[EXTRACTED DATA start]
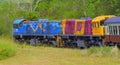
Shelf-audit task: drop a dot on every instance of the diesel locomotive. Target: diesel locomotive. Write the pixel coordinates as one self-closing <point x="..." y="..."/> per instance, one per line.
<point x="80" y="33"/>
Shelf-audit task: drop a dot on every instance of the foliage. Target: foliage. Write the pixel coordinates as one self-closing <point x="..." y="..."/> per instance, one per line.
<point x="11" y="10"/>
<point x="7" y="49"/>
<point x="102" y="52"/>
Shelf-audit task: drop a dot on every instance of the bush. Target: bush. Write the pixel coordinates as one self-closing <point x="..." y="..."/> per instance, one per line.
<point x="102" y="52"/>
<point x="6" y="49"/>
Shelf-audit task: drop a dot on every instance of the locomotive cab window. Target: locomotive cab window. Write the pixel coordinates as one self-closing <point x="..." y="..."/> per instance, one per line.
<point x="15" y="25"/>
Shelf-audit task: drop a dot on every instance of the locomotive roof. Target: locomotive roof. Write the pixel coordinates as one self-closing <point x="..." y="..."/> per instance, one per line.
<point x="114" y="20"/>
[EXTRACTED DATA end]
• WHAT THE TASK ASKS: Copy out every one of the entries above word for word, leaving out the pictures.

• SOLUTION TO THE PROBLEM:
Shelf-audit task: drop a dot on every instance of the diesel locomotive. Target: diesel locomotive. Write the pixel coordinates as one self-closing <point x="..." y="..."/> per instance, one per line.
<point x="80" y="33"/>
Shelf-audit task: drop a dot on every instance of the foliage. Target: foliage. Write the pixel coordinates as one self-closing <point x="..." y="..."/> per instance, one per line.
<point x="11" y="10"/>
<point x="7" y="49"/>
<point x="102" y="52"/>
Shelf-audit task: drop a dot on every instance of the bush. Target: bush. Write the pixel coordinates as one self-closing <point x="..." y="..."/> per instance, one per line.
<point x="102" y="52"/>
<point x="6" y="49"/>
Shelf-audit task: drop a dot on every instance of the locomotive cab window. Target: locomotive cab window. Write the pixel coordinates as one self-closing <point x="..." y="..."/> per instance, one per line.
<point x="15" y="25"/>
Shelf-audit task: drop a dot on every instance of the locomotive roof. Target: locomotive roof. Write the pixel coordinates as one self-closing <point x="..." y="..."/> per instance, one per line.
<point x="114" y="20"/>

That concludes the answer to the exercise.